## Given text

Deception+ — Mechanics Reference for Dynasty Index Integration

This document explains every aspect of how Deception+ works: what it measures, how it is calculated, what the output numbers mean, and how to correctly surface the metric to Dynasty Index users.

What Deception+ Measures
The Score Scale
Core Concept: Surprise
The Two-Model Architecture
Feature Inputs
Unpredictability Ratio
Standardization Formula
Alternative Metric: PPI
Data Pipeline Step by Step
Execution Modes
Output Columns
Pitch Type Taxonomy
Minimum Sample Requirements
Interpreting Extreme Scores
Validated Correlations
Known Limitations
Glossary

1. What Deception+ Measures

Deception+ quantifies how difficult a pitcher's pitch selection is to predict given full knowledge of game context, sequencing history, and batter tendencies.

It does not measure:

Pitch quality (velocity, movement, spin)
Pitch mix breadth (having many pitch types)
Deception mechanics (arm angle, tunneling)

It does measure:

Whether the pitcher's pitch choices follow learnable patterns
Whether knowing the count, runners, batter, score, and previous pitch makes the next pitch predictable

A pitcher can have a two-pitch arsenal and still score extremely high if they use those two pitches without following recognizable situational rules. Conversely, a pitcher with six pitch types can score low if their choices are highly count-dependent and predictable.

2. The Score Scale

Deception+ is standardized to the same scale as ERA+ and wRC+:

Score	Interpretation
115+	Elite unpredictability — essentially impossible to anticipate
110–114	Highly unpredictable
105–109	Above average
100	League average
95–99	Slightly below average
90–94	Predictable
Below 90	Highly predictable — follows recognizable patterns

Mean = 100 (league average pitcher in the training population)
Standard deviation = 10 (one SD above average = 110)

The score is always relative to the training population and period. A score of 107 means the pitcher is 0.7 standard deviations more unpredictable than the average pitcher in that reference group.

3. Core Concept: Surprise

The mathematical engine behind Deception+ is surprise (also called negative log-likelihood):

Surprise(pitch | model) = -log( P_model(actual pitch) )

Where P_model(actual pitch) is the predicted probability the model assigned to the pitch that was actually thrown.

## What to do
a – Answer these questions using the Deception+ reference:
(i) What are the mean and standard deviation of the Deception+ scale?
(ii) According to the reference, what does a score of 107 mean?
(iii) What other name does the reference give for surprise?
b – Write what comes next in the Deception+ reference, picking up after its last sentence.
The material after this point comes from a separate source.

## Source data
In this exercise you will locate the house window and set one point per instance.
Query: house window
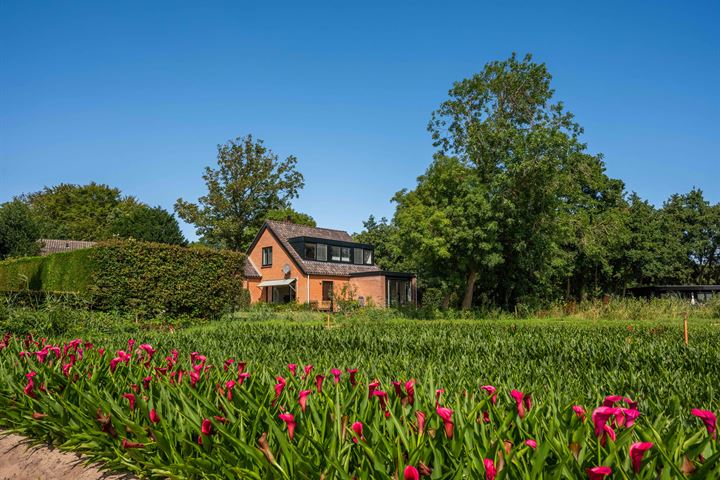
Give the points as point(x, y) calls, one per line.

## Outputs by task
a –
(i) The mean is 100 and the standard deviation is 10.
(ii) The pitcher is 0.7 standard deviations more unpredictable than the average pitcher in the reference group.
(iii) Negative log-likelihood.

b –
Intuition:

Model says "I'm 80% sure a fastball is coming" → pitcher throws fastball → low surprise
Model says "I'm 10% sure a curveball is coming" → pitcher throws curveball → high surprise
Model says "I'm 50% sure a fastball is coming" → pitcher throws fastball → moderate surprise

Mathematical properties that make this useful:

Inversely proportional to probability: rare choices produce higher values
Proper scoring rule: the model is incentivized to give well-calibrated probabilities
Additive: per-pitch surprises sum meaningfully across many pitches
Information-theoretically grounded: the expected surprise over a distribution equals its entropy

We use natural logarithm (nats) rather than log base 2 (bits) for numerical stability.

4. The Two-Model Architecture

Deception+ does not simply measure raw surprise from one model. It compares two models to isolate genuine unpredictability from superficial effects like pitch mix diversity or count-driven tendencies.

Full Model (Complex Predictor)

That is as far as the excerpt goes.